Segment Open

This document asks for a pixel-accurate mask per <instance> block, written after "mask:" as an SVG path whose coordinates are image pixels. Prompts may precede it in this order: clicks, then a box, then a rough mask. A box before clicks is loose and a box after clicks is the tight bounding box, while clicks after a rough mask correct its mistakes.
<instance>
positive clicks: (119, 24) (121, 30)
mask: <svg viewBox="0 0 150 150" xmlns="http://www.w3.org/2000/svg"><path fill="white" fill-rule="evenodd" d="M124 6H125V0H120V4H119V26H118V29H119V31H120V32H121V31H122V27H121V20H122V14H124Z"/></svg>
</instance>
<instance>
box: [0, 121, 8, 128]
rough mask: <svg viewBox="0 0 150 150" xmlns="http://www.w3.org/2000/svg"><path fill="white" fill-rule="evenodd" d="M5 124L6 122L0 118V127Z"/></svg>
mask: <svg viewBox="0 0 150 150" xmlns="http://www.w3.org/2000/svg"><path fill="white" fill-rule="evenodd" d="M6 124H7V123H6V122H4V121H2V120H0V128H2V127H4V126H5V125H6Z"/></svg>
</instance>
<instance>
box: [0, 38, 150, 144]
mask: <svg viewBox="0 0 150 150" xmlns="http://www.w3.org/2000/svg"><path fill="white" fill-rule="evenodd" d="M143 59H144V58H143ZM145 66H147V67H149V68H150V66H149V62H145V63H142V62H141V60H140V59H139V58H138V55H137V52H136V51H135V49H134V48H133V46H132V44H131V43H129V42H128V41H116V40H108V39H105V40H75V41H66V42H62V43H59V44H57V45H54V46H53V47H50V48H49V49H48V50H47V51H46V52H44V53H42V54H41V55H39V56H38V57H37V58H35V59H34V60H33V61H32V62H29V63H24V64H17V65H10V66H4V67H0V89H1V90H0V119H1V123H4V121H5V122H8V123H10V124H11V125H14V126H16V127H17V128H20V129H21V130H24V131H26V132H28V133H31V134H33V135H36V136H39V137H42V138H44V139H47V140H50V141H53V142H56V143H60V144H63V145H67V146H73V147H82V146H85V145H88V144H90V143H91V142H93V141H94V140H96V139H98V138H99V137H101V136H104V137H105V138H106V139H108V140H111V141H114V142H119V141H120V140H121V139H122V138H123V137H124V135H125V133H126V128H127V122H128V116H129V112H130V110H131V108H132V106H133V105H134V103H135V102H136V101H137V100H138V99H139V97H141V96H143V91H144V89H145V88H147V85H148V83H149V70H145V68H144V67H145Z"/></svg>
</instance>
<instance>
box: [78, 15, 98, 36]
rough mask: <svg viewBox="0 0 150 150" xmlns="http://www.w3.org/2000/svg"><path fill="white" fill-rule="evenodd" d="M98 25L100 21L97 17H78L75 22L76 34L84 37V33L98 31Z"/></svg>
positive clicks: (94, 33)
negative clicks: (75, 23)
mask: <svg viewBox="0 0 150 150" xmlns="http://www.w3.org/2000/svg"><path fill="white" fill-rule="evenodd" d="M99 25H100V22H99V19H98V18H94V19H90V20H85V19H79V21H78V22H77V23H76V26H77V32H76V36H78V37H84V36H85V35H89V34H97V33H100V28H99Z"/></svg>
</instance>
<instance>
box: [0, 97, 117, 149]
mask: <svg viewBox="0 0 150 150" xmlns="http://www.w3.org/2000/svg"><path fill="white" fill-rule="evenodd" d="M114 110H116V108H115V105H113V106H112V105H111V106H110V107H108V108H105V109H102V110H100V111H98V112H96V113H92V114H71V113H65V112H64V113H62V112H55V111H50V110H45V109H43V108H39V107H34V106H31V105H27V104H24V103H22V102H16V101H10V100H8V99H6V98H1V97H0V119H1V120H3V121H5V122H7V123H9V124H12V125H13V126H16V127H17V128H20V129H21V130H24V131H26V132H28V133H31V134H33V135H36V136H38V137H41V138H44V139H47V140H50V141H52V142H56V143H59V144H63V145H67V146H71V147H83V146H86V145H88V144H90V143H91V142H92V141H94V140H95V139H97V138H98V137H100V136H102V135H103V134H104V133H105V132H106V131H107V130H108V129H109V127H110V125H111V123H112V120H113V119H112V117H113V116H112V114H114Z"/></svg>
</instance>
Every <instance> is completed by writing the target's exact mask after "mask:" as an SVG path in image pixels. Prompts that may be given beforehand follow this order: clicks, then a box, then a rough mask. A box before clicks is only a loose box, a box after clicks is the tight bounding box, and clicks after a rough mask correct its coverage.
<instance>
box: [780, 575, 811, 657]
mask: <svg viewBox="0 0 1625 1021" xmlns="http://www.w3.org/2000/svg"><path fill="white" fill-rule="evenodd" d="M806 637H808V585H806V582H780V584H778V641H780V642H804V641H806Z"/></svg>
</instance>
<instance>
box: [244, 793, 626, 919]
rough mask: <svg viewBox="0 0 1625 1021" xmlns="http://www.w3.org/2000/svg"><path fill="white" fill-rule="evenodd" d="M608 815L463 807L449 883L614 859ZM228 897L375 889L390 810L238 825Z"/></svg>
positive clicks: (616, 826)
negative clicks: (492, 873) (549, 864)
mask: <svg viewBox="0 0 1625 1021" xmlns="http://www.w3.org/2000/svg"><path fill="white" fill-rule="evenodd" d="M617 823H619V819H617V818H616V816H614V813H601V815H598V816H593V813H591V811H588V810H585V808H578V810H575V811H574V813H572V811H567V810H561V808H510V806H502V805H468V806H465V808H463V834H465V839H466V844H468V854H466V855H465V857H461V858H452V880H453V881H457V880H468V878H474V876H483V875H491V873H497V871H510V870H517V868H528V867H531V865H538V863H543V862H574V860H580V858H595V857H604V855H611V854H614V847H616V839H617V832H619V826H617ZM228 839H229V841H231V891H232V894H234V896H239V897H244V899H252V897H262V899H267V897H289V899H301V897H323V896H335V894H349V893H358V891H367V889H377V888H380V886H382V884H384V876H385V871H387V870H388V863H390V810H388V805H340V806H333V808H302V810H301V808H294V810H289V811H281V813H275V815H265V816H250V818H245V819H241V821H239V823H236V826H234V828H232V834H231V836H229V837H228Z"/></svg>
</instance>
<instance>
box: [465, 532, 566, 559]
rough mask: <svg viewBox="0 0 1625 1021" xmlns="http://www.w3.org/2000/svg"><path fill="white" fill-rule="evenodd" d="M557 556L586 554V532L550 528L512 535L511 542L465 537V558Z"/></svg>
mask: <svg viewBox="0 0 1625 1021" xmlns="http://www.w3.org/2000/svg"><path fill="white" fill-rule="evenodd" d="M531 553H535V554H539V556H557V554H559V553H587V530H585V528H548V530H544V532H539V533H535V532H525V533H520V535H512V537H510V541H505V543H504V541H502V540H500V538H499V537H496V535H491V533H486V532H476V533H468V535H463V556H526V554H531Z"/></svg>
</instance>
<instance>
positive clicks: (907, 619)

Segment Closed

_Directions for this task_.
Return the whole listing exactly as it reads.

_Exercise result_.
This document asks for a pixel-accurate mask per <instance> block, written after "mask:" as an SVG path whose coordinates are image pixels. Prompts may precede it in this order: clicks, then a box, then a rough mask. A box before clicks is loose and a box after clicks is the tight bounding box, while clicks after a rough mask correct its mistakes.
<instance>
positive clicks: (119, 24) (121, 30)
mask: <svg viewBox="0 0 150 150" xmlns="http://www.w3.org/2000/svg"><path fill="white" fill-rule="evenodd" d="M124 6H125V0H120V4H119V26H118V29H119V31H120V32H121V31H122V27H121V20H122V14H124Z"/></svg>
</instance>
<instance>
box: [0, 121, 8, 128]
rough mask: <svg viewBox="0 0 150 150" xmlns="http://www.w3.org/2000/svg"><path fill="white" fill-rule="evenodd" d="M5 124L6 122L0 118V127Z"/></svg>
mask: <svg viewBox="0 0 150 150" xmlns="http://www.w3.org/2000/svg"><path fill="white" fill-rule="evenodd" d="M6 124H7V123H6V122H4V121H2V120H0V128H2V127H4V126H5V125H6Z"/></svg>
</instance>
<instance>
box: [0, 38, 150, 144]
mask: <svg viewBox="0 0 150 150" xmlns="http://www.w3.org/2000/svg"><path fill="white" fill-rule="evenodd" d="M143 59H144V58H143ZM145 66H147V67H149V68H150V66H149V62H145V63H142V62H141V60H140V59H139V58H138V55H137V52H136V51H135V49H134V48H133V46H132V44H131V43H129V42H128V41H116V40H108V39H105V40H75V41H66V42H62V43H59V44H57V45H54V46H53V47H50V48H49V49H48V50H47V51H46V52H44V53H42V54H41V55H39V56H38V57H37V58H35V59H34V60H33V61H32V62H29V63H24V64H17V65H10V66H4V67H0V89H1V90H0V119H1V123H4V121H5V122H8V123H10V124H11V125H14V126H16V127H17V128H20V129H21V130H24V131H26V132H28V133H31V134H33V135H36V136H39V137H42V138H44V139H47V140H50V141H53V142H56V143H60V144H63V145H67V146H73V147H82V146H85V145H88V144H90V143H91V142H93V141H94V140H96V139H98V138H99V137H101V136H104V137H105V138H106V139H108V140H111V141H114V142H119V141H120V140H121V139H122V138H123V137H124V135H125V133H126V128H127V122H128V116H129V112H130V110H131V108H132V106H133V105H134V103H135V102H136V101H137V100H138V99H139V97H141V96H143V91H144V89H145V88H147V85H148V83H149V70H145V68H144V67H145Z"/></svg>
</instance>
<instance>
box: [78, 15, 98, 36]
rough mask: <svg viewBox="0 0 150 150" xmlns="http://www.w3.org/2000/svg"><path fill="white" fill-rule="evenodd" d="M98 25L100 21L97 17H78L75 22L76 34L84 37V33L98 31Z"/></svg>
positive clicks: (94, 33)
negative clicks: (75, 23)
mask: <svg viewBox="0 0 150 150" xmlns="http://www.w3.org/2000/svg"><path fill="white" fill-rule="evenodd" d="M99 25H100V22H99V19H98V18H94V19H90V20H85V19H79V21H78V22H77V23H76V26H77V32H76V36H78V37H84V36H85V35H89V34H97V33H100V28H99Z"/></svg>
</instance>
<instance>
box: [0, 97, 117, 149]
mask: <svg viewBox="0 0 150 150" xmlns="http://www.w3.org/2000/svg"><path fill="white" fill-rule="evenodd" d="M114 110H116V108H115V105H113V106H112V105H111V106H110V107H108V108H105V109H102V110H100V111H98V112H96V113H92V114H71V113H65V112H64V113H62V112H55V111H50V110H45V109H43V108H39V107H34V106H31V105H27V104H24V103H22V102H16V101H10V100H8V99H6V98H1V97H0V119H1V120H3V121H5V122H7V123H9V124H12V125H13V126H16V127H17V128H20V129H21V130H24V131H26V132H28V133H31V134H33V135H36V136H38V137H41V138H44V139H47V140H50V141H52V142H56V143H59V144H63V145H67V146H71V147H83V146H86V145H88V144H90V143H91V142H92V141H94V140H95V139H97V138H98V137H100V136H102V135H103V134H104V133H105V132H106V131H107V130H108V129H109V127H110V125H111V123H112V120H113V119H112V117H113V116H112V114H114Z"/></svg>
</instance>
Every <instance> is completed by writing the target's exact mask after "mask:" as an SVG path in image pixels. Prompts that may be given beforehand follow this order: clicks, then a box, then a rough mask. A box before clicks is only a loose box, a box after clicks is the tight bounding box, and clicks after a rough mask correct its coverage.
<instance>
box: [780, 575, 811, 657]
mask: <svg viewBox="0 0 1625 1021" xmlns="http://www.w3.org/2000/svg"><path fill="white" fill-rule="evenodd" d="M806 637H808V585H806V582H780V584H778V641H780V642H804V641H806Z"/></svg>
</instance>
<instance>
box: [244, 793, 626, 919]
rough mask: <svg viewBox="0 0 1625 1021" xmlns="http://www.w3.org/2000/svg"><path fill="white" fill-rule="evenodd" d="M608 815L463 807L449 883L614 859ZM228 897L375 889L390 810L238 825Z"/></svg>
positive clicks: (616, 826)
negative clicks: (492, 873) (549, 864)
mask: <svg viewBox="0 0 1625 1021" xmlns="http://www.w3.org/2000/svg"><path fill="white" fill-rule="evenodd" d="M617 823H619V819H617V818H616V816H614V813H601V815H598V816H593V813H591V811H588V810H585V808H578V810H575V811H574V813H572V811H567V810H561V808H510V806H502V805H468V806H465V808H463V834H465V839H466V844H468V854H466V855H465V857H461V858H452V880H453V881H457V880H468V878H474V876H483V875H491V873H497V871H510V870H517V868H528V867H531V865H538V863H543V862H574V860H580V858H595V857H604V855H611V854H614V847H616V839H617V832H619V826H617ZM228 839H229V841H231V891H232V894H234V896H239V897H244V899H252V897H262V899H267V897H289V899H301V897H323V896H335V894H349V893H358V891H367V889H377V888H380V886H382V884H384V876H385V871H387V870H388V863H390V810H388V805H340V806H333V808H302V810H301V808H294V810H289V811H281V813H275V815H265V816H250V818H245V819H241V821H239V823H236V826H234V828H232V834H231V836H229V837H228Z"/></svg>
</instance>
<instance>
box: [465, 532, 566, 559]
rough mask: <svg viewBox="0 0 1625 1021" xmlns="http://www.w3.org/2000/svg"><path fill="white" fill-rule="evenodd" d="M557 556L586 554V532L550 528L512 535L511 542L465 537V558Z"/></svg>
mask: <svg viewBox="0 0 1625 1021" xmlns="http://www.w3.org/2000/svg"><path fill="white" fill-rule="evenodd" d="M531 553H535V554H539V556H557V554H559V553H587V530H585V528H548V530H544V532H539V533H535V532H525V533H520V535H512V537H510V541H505V543H504V541H502V540H500V538H499V537H496V535H491V533H486V532H476V533H468V535H463V556H526V554H531Z"/></svg>
</instance>
<instance>
positive clicks: (907, 619)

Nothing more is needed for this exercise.